Study questions
a: In the passage on offense and "fighting words," what does the writer say such words come close to in most cases?
b: Extend the passage on offense and "fighting words" from its last sentence onward.

I have safe money that a large number of the organizers and signatories of this petition were among the voices telling people to “get over it” when the hubbub surrounding the Islamic Cultural Center near Ground Zero occurred.  That is, of course, neither here nor there.  Hypocrisy is a problem in America, and in human culture in general, but it is not the focus of today’s article.  Today, we’re going to talk about offense.

Now, I’m not one of those people who subscribes to the erroneous notion that offense can only ever be taken.  Some words and actions are so foul that they can be nothing but offensive.  Most states have a “fighting words” defense, so the law sort of bears me out, since “fighting words,” means that there are some things that can be said for which there is no reasonable response except to beat the speaker like an old drum.

To be fair, “fighting words” are pretty clearly defined, and, in most cases, come within spitting distance of actual assault (a credible verbal threat of bodily harm).  So it’s not like “Yo’ Momma” jokes can be considered fighting words.

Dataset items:
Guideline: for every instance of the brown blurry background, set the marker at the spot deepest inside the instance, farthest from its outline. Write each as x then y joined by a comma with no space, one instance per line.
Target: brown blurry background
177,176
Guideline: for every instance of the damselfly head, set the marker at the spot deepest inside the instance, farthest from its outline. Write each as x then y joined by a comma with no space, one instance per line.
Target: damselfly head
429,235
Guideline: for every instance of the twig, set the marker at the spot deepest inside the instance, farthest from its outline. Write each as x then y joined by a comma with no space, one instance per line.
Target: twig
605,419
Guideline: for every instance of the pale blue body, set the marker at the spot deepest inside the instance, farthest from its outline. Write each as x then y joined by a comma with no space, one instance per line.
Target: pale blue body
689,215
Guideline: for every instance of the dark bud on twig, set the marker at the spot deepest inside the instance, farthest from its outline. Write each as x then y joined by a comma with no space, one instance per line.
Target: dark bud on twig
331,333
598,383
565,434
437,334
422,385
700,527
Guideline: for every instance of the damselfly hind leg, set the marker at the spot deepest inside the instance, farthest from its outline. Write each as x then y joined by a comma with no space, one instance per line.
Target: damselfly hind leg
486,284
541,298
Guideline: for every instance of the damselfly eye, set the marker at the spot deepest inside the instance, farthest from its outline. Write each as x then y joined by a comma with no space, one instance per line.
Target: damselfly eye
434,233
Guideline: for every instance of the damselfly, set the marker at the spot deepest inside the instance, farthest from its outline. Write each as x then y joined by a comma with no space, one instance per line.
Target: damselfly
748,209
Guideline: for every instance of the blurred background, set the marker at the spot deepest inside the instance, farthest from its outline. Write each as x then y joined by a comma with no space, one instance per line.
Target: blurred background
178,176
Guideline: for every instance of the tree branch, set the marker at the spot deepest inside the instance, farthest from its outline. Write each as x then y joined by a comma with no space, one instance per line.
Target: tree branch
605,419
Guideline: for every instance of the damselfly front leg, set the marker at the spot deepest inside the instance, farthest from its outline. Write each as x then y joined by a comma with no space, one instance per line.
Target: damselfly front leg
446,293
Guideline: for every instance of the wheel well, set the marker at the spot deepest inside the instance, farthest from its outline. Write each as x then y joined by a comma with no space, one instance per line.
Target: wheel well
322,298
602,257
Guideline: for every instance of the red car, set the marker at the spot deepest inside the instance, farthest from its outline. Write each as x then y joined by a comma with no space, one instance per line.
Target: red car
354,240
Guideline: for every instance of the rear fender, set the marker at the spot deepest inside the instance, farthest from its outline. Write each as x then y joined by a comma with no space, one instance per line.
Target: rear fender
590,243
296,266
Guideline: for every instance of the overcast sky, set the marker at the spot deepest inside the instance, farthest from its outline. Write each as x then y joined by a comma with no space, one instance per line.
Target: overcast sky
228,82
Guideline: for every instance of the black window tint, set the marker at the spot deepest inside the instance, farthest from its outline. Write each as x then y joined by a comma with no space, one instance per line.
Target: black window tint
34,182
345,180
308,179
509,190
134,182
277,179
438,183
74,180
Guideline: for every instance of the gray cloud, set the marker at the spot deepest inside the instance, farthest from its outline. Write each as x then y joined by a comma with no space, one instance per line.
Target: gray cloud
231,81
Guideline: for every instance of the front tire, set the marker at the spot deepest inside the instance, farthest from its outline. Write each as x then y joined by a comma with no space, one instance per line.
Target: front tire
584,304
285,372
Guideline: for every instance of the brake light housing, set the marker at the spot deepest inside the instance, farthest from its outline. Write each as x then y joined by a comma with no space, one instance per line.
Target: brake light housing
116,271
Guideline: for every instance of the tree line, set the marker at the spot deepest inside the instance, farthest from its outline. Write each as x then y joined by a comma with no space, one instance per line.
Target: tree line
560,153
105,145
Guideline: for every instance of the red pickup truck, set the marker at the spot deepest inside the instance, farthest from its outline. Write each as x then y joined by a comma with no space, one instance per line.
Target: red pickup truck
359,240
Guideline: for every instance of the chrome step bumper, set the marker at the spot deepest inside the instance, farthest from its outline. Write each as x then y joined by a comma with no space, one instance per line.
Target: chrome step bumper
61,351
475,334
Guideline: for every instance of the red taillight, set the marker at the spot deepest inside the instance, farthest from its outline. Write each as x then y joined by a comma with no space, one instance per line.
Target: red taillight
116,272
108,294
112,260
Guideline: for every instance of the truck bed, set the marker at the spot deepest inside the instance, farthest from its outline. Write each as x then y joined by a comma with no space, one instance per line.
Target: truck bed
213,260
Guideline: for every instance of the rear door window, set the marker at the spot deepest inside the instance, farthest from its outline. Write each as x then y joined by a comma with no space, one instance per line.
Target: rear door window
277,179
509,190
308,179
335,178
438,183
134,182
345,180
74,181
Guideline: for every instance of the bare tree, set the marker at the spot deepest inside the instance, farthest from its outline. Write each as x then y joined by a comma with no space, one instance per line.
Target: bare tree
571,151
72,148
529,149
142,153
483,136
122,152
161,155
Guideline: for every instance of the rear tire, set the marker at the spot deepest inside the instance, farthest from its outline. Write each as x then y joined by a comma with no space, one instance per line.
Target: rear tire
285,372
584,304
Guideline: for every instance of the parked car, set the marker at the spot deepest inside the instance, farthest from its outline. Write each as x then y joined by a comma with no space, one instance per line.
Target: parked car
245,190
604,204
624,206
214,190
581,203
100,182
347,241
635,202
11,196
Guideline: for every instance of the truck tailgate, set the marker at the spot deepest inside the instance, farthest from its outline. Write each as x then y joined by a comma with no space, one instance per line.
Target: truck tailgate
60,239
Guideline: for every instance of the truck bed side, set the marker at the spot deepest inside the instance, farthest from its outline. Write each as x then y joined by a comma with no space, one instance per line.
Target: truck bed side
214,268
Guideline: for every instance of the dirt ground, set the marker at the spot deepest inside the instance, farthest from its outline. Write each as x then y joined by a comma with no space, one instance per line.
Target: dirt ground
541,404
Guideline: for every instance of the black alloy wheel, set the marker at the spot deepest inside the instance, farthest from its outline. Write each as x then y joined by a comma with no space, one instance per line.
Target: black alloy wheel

Answer set
a: Actual assault, meaning a credible verbal threat of bodily harm.

b:
But are they, by their nature offensive?  On the off-chance that your mother is actually so fat that when she sits around the house, she sits around the house, I’m going to say, that some people may take offense, but that, while insulting, the statement itself is not offensive.  At least no more offensive than Lucky the Leprechaun, that obsessive little sugar addict who’s been the primary representative of Irish-American Culture for the last fifty years.  Let us, then, look at the SMM and determine what about it makes it offensive.

The Stone Mountain carving depicts three men on horseback, pictured from about the waist up (Lee, in the forefront, is shown from the knee up), facing east.  All three men are sad, and even a little regretful, when one studies their features.  From left to right, they are, Jefferson Davis, Robert E. Lee, and Thomas “Stonewall” Jackson.  J.E.B. Stuart is not depicted shaking his fist in defiance and rallying his newly-formed Knights of the Ku Klux Klan, nor is there any depiction of the horrifying destruction wrought on the State of Georgia by Sherman’s strategically-necessary scorched-earth policy.  For a United Daughters of the Confederacy project, the Monument is remarkably subdued:  just three regretful men, looking east.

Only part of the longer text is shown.